> [SHORT EXERCISE]:
Reproduce each of the following rows line for line, with no changes.

-- start GIVEN INFORMATION --

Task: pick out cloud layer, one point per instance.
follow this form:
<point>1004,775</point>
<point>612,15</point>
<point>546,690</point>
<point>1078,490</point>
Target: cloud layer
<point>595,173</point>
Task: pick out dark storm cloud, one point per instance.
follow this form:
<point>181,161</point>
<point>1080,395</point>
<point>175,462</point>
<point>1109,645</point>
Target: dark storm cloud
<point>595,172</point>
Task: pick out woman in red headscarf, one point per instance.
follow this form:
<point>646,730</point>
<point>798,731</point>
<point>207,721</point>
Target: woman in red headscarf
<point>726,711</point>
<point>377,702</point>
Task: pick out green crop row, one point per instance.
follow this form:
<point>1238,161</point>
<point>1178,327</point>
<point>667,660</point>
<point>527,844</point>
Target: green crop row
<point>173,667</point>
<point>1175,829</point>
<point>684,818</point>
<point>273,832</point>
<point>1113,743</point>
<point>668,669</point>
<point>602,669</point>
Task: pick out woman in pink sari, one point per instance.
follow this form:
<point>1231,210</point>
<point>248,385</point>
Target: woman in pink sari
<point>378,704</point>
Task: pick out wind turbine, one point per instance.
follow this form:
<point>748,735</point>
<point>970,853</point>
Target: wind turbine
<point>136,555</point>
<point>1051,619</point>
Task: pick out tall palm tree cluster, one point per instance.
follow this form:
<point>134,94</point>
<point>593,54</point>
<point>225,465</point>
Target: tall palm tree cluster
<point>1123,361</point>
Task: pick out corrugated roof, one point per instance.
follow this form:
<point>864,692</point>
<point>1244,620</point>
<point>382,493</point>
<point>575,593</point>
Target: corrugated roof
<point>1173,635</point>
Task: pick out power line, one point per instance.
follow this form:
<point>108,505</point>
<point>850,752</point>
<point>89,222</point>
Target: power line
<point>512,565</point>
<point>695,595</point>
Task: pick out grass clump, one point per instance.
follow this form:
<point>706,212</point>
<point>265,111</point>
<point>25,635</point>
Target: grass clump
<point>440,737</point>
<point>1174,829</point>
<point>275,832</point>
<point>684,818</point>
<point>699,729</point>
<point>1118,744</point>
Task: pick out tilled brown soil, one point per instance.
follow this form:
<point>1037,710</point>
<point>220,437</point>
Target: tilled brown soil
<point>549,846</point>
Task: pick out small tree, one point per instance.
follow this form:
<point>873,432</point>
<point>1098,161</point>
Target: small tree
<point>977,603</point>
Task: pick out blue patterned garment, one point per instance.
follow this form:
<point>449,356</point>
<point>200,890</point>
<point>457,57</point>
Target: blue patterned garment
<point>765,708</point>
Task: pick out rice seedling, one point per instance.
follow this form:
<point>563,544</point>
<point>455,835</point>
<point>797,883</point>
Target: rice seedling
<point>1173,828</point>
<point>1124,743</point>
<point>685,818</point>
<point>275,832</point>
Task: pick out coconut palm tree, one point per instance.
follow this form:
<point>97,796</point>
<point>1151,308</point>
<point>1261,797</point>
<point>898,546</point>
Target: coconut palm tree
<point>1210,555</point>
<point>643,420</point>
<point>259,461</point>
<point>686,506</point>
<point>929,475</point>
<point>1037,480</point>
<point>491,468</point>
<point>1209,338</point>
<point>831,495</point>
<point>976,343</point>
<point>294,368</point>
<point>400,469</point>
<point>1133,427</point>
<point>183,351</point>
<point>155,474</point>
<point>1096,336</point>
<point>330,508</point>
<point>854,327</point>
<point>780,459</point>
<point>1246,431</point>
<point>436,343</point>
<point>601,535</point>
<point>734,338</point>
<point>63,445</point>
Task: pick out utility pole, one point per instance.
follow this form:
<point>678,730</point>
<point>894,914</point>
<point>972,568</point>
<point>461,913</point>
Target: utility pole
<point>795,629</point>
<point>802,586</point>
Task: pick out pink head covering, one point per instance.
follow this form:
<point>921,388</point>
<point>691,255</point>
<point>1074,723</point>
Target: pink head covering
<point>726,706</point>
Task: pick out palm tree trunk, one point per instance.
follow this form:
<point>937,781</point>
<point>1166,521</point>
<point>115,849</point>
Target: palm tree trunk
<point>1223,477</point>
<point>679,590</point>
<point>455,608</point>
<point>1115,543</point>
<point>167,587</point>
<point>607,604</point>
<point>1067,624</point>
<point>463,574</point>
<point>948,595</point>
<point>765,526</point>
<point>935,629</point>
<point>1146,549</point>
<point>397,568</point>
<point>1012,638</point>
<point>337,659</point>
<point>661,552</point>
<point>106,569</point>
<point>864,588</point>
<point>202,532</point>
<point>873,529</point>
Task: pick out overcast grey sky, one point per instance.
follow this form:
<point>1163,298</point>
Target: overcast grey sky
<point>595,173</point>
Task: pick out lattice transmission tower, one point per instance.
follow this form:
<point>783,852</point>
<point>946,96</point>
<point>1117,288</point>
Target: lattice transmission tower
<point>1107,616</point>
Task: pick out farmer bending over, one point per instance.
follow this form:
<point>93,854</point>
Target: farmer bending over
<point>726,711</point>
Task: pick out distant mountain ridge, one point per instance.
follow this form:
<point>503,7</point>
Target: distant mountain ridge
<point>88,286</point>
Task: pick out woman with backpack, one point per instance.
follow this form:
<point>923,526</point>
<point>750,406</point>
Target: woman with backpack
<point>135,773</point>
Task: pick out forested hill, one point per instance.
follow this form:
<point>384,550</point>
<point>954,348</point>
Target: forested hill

-- end GIVEN INFORMATION --

> [THE REPLY]:
Task: pick out cloud layer, one point per instance.
follow this form:
<point>1004,775</point>
<point>612,15</point>
<point>546,690</point>
<point>1078,490</point>
Target: cloud layer
<point>595,173</point>
Task: pick out dark storm cloud, one point per instance.
follow this form:
<point>181,161</point>
<point>1080,395</point>
<point>175,462</point>
<point>1109,645</point>
Target: dark storm cloud
<point>595,172</point>
Task: pick out woman in red headscarf, one point per instance.
follow this form:
<point>646,730</point>
<point>798,731</point>
<point>207,721</point>
Target: woman in red headscarf
<point>726,711</point>
<point>377,702</point>
Task: pick out green crop row, one point per instance.
follow this form:
<point>1238,161</point>
<point>1178,327</point>
<point>667,660</point>
<point>527,844</point>
Target: green crop row
<point>173,667</point>
<point>1175,829</point>
<point>684,818</point>
<point>273,832</point>
<point>1113,743</point>
<point>668,669</point>
<point>602,669</point>
Task: pick out woman in pink sari, one point per instance.
follow this form:
<point>1231,210</point>
<point>248,385</point>
Target: woman in pink sari
<point>378,704</point>
Task: pick out wind turbine, one point per instance.
follow this form:
<point>748,735</point>
<point>970,853</point>
Target: wind turbine
<point>136,555</point>
<point>1051,619</point>
Task: pick out tall palm tree cluster, one point per instance.
follow this form:
<point>134,94</point>
<point>593,54</point>
<point>225,465</point>
Target: tall palm tree cluster
<point>1123,361</point>
Task: pick out corrugated roof, one point per instance.
follow this form:
<point>864,692</point>
<point>1244,620</point>
<point>382,493</point>
<point>575,593</point>
Target: corrugated roof
<point>1173,635</point>
Task: pick out power line, one point per instance.
follow this form:
<point>108,505</point>
<point>850,752</point>
<point>89,222</point>
Target: power line
<point>512,565</point>
<point>695,595</point>
Task: pick out grass clump, one point per instance.
follow this form:
<point>706,212</point>
<point>265,111</point>
<point>25,635</point>
Target: grass clump
<point>440,737</point>
<point>1174,829</point>
<point>275,832</point>
<point>684,818</point>
<point>699,729</point>
<point>1118,744</point>
Task: pick out tilled brown soil, one point per instance.
follow this form:
<point>1037,710</point>
<point>220,437</point>
Target: tilled brown soil
<point>549,846</point>
Task: pick out small tree, one point per instance.
follow this form:
<point>873,432</point>
<point>1098,161</point>
Target: small tree
<point>977,603</point>
Task: pick out blue patterned garment, one point per instance.
follow this form:
<point>449,356</point>
<point>200,890</point>
<point>457,57</point>
Target: blue patterned garment
<point>765,708</point>
Task: pick out rice seedling, one point per instance.
follow this form:
<point>563,544</point>
<point>455,835</point>
<point>797,883</point>
Target: rice seedling
<point>1173,828</point>
<point>1124,743</point>
<point>685,818</point>
<point>275,832</point>
Task: pick out coconut palm tree, one point per instance.
follow this form:
<point>97,796</point>
<point>1151,308</point>
<point>1261,797</point>
<point>898,546</point>
Target: coconut palm tree
<point>1210,555</point>
<point>643,420</point>
<point>259,461</point>
<point>686,506</point>
<point>929,475</point>
<point>1037,480</point>
<point>491,468</point>
<point>1209,338</point>
<point>831,495</point>
<point>976,343</point>
<point>294,368</point>
<point>400,469</point>
<point>1133,427</point>
<point>183,351</point>
<point>155,474</point>
<point>1096,336</point>
<point>330,508</point>
<point>854,327</point>
<point>780,459</point>
<point>1246,431</point>
<point>436,343</point>
<point>601,535</point>
<point>734,338</point>
<point>63,445</point>
Task: pick out utility pole, one point per instance.
follow this form:
<point>678,730</point>
<point>894,914</point>
<point>972,568</point>
<point>461,913</point>
Target: utility pole
<point>795,629</point>
<point>802,586</point>
Task: pick out pink head covering, one point per instance.
follow this form:
<point>921,388</point>
<point>691,255</point>
<point>1074,723</point>
Target: pink head covering
<point>726,706</point>
Task: pick out palm tree trunk, one point per instance.
follow this form:
<point>937,781</point>
<point>1166,521</point>
<point>115,849</point>
Target: palm tree trunk
<point>1223,477</point>
<point>679,590</point>
<point>455,608</point>
<point>1115,543</point>
<point>167,587</point>
<point>607,604</point>
<point>1067,624</point>
<point>463,574</point>
<point>948,595</point>
<point>765,526</point>
<point>935,629</point>
<point>1146,549</point>
<point>397,568</point>
<point>1012,638</point>
<point>337,659</point>
<point>661,552</point>
<point>106,569</point>
<point>864,588</point>
<point>202,532</point>
<point>873,529</point>
Task: pick out overcast grey sky, one point per instance.
follow this form:
<point>1163,298</point>
Target: overcast grey sky
<point>595,173</point>
Task: pick out lattice transmission tower, one point per instance.
follow this form:
<point>783,852</point>
<point>946,96</point>
<point>1117,288</point>
Target: lattice transmission tower
<point>1107,616</point>
Task: pick out farmer bending over, one point per instance.
follow this form:
<point>93,854</point>
Target: farmer bending over
<point>726,711</point>
Task: pick out distant mountain ridge, one point per instance.
follow this form:
<point>503,7</point>
Target: distant mountain ridge
<point>88,286</point>
Task: pick out woman with backpack, one point per instance.
follow this form:
<point>923,526</point>
<point>750,406</point>
Target: woman with backpack
<point>135,773</point>
Task: pick out forested hill, one point per instance.
follow this form:
<point>384,550</point>
<point>954,348</point>
Target: forested hill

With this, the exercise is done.